[Opening Data supplied section]

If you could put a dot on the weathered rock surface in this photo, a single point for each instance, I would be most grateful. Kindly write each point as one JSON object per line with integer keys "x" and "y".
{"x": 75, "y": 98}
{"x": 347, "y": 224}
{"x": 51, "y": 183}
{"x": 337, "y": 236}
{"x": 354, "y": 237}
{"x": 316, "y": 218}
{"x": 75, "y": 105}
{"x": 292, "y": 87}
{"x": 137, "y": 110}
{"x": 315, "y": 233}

[Closing Data supplied section]

__Exercise requirements__. The data above should be reproduced in full, word for word.

__Exercise result__.
If you could put a dot on the weathered rock surface in this photo, a single point for each instance, I would be most grateful. Kindly write each point as one JSON object per line with integer keys "x" and "y".
{"x": 75, "y": 98}
{"x": 347, "y": 224}
{"x": 51, "y": 183}
{"x": 337, "y": 236}
{"x": 354, "y": 237}
{"x": 316, "y": 218}
{"x": 75, "y": 105}
{"x": 292, "y": 87}
{"x": 137, "y": 110}
{"x": 315, "y": 233}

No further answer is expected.